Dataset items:
- - -
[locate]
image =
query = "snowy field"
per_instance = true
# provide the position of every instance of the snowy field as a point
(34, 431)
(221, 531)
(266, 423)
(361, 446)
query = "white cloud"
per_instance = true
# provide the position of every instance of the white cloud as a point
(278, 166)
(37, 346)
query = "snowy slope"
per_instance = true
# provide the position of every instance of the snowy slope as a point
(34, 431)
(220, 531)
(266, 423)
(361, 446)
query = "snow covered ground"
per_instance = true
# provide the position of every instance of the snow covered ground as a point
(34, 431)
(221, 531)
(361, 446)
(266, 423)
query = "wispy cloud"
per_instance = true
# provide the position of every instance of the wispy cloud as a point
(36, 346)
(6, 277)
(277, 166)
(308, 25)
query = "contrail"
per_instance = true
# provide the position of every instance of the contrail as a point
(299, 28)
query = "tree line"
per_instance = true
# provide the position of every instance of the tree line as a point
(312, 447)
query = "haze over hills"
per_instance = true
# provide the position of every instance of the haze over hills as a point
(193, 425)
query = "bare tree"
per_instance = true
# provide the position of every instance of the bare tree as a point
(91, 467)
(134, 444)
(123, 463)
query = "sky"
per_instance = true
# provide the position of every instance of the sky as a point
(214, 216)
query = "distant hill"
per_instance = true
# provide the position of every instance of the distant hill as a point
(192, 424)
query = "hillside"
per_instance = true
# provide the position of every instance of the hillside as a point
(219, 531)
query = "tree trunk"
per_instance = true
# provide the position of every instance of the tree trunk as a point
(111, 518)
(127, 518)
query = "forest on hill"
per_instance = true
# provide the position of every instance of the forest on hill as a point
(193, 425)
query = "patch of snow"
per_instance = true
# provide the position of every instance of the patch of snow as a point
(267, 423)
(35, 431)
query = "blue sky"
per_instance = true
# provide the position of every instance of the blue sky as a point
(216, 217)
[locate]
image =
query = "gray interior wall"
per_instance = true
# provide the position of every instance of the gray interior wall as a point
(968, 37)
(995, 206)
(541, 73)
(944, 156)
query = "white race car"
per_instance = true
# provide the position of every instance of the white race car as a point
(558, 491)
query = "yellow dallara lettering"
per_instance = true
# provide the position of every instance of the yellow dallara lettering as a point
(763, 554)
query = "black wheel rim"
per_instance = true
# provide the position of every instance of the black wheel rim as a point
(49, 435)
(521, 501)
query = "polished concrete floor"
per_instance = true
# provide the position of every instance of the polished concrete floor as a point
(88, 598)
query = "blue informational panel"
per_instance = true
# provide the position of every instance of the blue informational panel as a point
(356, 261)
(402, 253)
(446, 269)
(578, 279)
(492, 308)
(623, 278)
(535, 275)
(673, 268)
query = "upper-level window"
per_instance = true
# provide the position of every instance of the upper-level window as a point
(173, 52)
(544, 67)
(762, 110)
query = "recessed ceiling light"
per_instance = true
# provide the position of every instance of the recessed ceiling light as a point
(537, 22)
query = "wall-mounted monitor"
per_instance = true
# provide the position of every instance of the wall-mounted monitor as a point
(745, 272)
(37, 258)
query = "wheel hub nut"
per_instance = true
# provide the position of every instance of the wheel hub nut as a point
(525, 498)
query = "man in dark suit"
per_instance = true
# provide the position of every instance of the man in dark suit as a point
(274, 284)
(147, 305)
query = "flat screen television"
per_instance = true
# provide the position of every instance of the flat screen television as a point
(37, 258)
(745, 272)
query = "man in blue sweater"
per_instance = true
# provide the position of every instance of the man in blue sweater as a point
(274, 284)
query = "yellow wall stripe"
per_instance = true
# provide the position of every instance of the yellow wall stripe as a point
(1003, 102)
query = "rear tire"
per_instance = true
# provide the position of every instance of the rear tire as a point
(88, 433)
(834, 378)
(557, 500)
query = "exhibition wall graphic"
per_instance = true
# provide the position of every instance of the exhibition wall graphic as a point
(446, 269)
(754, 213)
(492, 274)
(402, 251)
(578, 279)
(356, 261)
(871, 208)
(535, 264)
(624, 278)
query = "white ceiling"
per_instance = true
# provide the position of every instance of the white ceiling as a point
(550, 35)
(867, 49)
- - -
Each line above is to be restated exactly as it stands.

[locate]
image =
query = "snowy field"
per_instance = true
# provide the position of every instance of the snowy field as a point
(34, 431)
(221, 531)
(266, 423)
(361, 446)
query = "white cloud"
per_instance = true
# provide the position of every instance of the white cloud as a point
(278, 166)
(37, 346)
query = "snowy slope"
per_instance = true
# provide the position of every instance of the snowy slope as a point
(34, 431)
(220, 531)
(266, 423)
(361, 446)
query = "snow covered ground"
per_instance = true
# provide the position of every instance of the snow covered ground as a point
(34, 431)
(221, 531)
(361, 446)
(266, 423)
query = "wispy cloud"
per_instance = true
# provide the position of every instance of the wispy cloud as a point
(36, 346)
(6, 277)
(277, 166)
(308, 25)
query = "contrail"
per_instance = true
# provide the position of every instance of the contrail as a point
(299, 28)
query = "tree line"
per_instance = true
# provide the position of every instance of the tree line as a point
(312, 447)
query = "haze over hills"
per_instance = true
# provide the position of every instance of the haze over hills as a point
(193, 425)
query = "bare tree"
per_instance = true
# provide the position of every instance of the bare tree as a point
(91, 467)
(134, 444)
(123, 463)
query = "sky"
per_instance = true
# provide the position of every instance of the sky as a point
(214, 216)
query = "distant hill"
per_instance = true
# provide the position of every instance of the distant hill as a point
(192, 424)
query = "hillside"
per_instance = true
# provide the position of every instance of the hillside as a point
(219, 531)
query = "tree trunk"
per_instance = true
# provide the position of every instance of the tree trunk as a point
(111, 518)
(127, 518)
query = "forest on hill"
per_instance = true
# provide the position of every instance of the forest on hill as a point
(193, 425)
query = "patch of snow"
per_instance = true
# provide the position of every instance of the patch of snow as a point
(267, 423)
(35, 431)
query = "blue sky"
per_instance = true
# provide the position of every instance of the blue sky as a point
(216, 217)
[locate]
image =
query = "gray interior wall"
per_instance = true
# provide the position of every instance of the gray interior wall as a point
(968, 37)
(995, 206)
(541, 73)
(944, 156)
query = "white race car"
per_instance = true
# provide the position of every instance of the white race car as a point
(558, 491)
query = "yellow dallara lettering"
per_instance = true
# provide the position of every instance of the yellow dallara lettering as a point
(763, 554)
query = "black wheel rim"
per_instance = true
# provide the position of every instance of the black wheel rim as a point
(49, 435)
(521, 501)
query = "polished concrete floor"
per_instance = true
# provide the position of every instance of the polished concrete floor as a point
(88, 598)
query = "blue informational panel"
per_instance = true
# provide the position of every instance of the blue informational panel as a point
(356, 261)
(402, 253)
(446, 269)
(578, 279)
(492, 308)
(623, 278)
(535, 275)
(673, 268)
query = "upper-level window"
per_instance = true
# provide the position of every instance of the upper-level window as a point
(173, 52)
(544, 67)
(762, 110)
query = "recessed ceiling light"
per_instance = true
# provide the position of every instance of the recessed ceiling light as a point
(537, 22)
query = "wall-mounted monitor"
per_instance = true
# provide the position of every instance of the wall-mounted monitor as a point
(745, 272)
(37, 258)
query = "wheel hub nut"
per_instance = true
# provide the position of every instance of the wheel hub nut as a point
(525, 498)
query = "man in dark suit"
per_instance = true
# provide the position of every instance of the man in dark suit as a point
(274, 284)
(147, 305)
query = "flat screen television"
per_instance = true
# provide the position of every instance of the flat screen television as a point
(37, 258)
(745, 272)
query = "man in blue sweater"
per_instance = true
# provide the position of every instance of the man in blue sweater as a point
(274, 284)
query = "yellow wall stripe"
per_instance = true
# provide the position of every instance of the yellow wall stripe as a point
(1003, 102)
query = "rear tire"
per_instance = true
# provide the position of every instance of the rear tire as a point
(88, 433)
(834, 378)
(557, 500)
query = "exhibition wall graphic"
per_instance = true
# provide the position of every instance of the exhibition wall graphic as a point
(446, 269)
(754, 213)
(492, 274)
(402, 251)
(578, 279)
(356, 261)
(871, 208)
(535, 264)
(624, 278)
query = "white ceiling"
per_instance = true
# provide the position of every instance of the white ceiling as a point
(550, 35)
(867, 49)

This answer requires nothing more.